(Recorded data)
....

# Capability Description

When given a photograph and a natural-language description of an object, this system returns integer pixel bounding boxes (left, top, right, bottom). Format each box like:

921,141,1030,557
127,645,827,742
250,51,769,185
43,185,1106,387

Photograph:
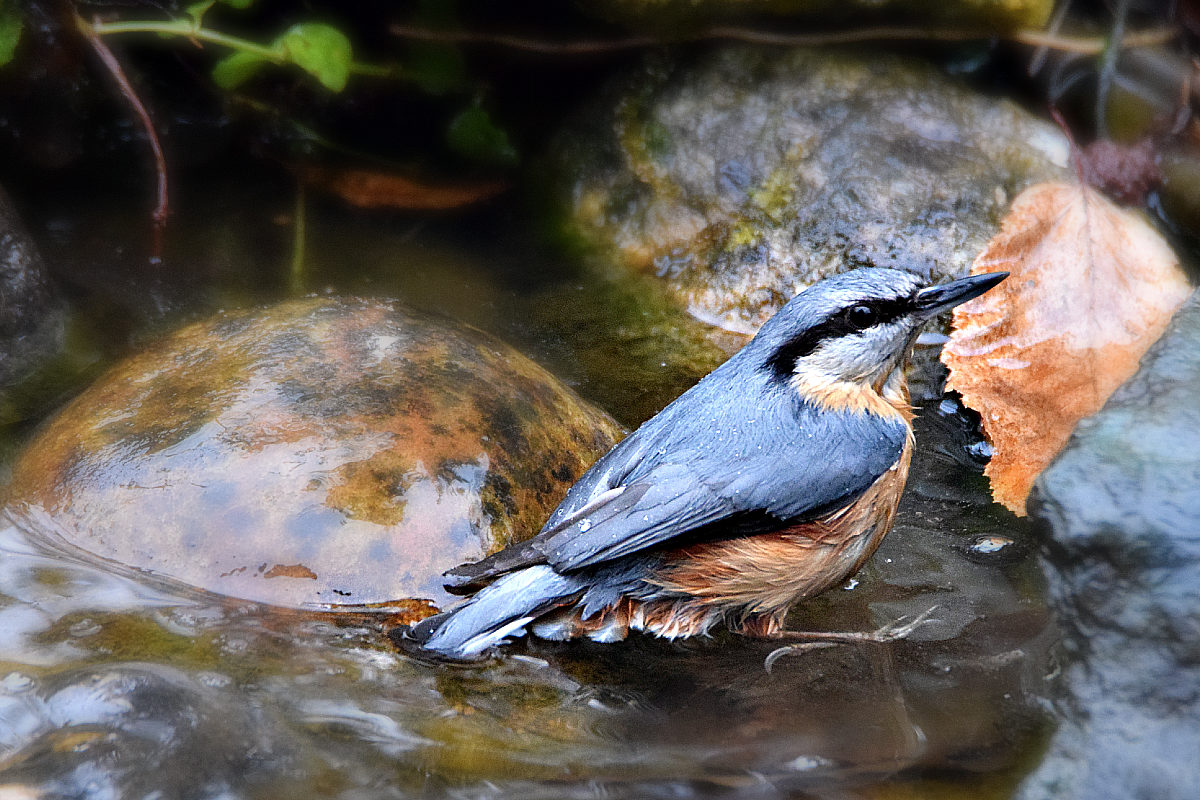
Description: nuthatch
407,269,1007,658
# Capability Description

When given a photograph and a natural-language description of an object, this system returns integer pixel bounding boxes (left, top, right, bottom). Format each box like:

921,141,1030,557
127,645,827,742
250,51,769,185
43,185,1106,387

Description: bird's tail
407,565,587,660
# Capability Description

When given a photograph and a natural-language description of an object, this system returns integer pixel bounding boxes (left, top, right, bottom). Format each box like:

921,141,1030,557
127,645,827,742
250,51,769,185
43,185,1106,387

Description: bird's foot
763,606,938,672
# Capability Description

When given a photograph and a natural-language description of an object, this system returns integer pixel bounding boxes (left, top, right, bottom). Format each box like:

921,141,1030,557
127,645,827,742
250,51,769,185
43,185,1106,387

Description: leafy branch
77,0,406,91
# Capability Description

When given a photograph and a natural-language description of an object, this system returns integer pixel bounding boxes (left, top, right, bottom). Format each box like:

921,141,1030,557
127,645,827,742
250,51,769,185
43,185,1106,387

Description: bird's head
755,269,1008,402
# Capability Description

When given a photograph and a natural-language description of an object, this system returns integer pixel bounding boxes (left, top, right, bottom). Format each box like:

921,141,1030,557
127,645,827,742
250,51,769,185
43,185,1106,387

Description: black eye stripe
764,296,913,380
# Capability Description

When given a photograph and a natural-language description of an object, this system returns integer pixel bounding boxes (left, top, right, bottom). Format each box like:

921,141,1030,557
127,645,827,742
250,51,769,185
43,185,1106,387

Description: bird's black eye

....

Work to complete: Reproduce the data above verbatim, beginning with its first line and continuing through the line that contains "407,269,1007,658". Omit the pictures from your reproduction.

Response:
# Capability Description

When given a photograph and a natural-language description of an object, this system returns integer pixel bounding boxes (left, top, right, bottom). Format each box like:

921,141,1030,557
127,645,827,742
250,51,769,185
43,185,1106,387

Photograph:
Description: nuthatch
407,269,1007,658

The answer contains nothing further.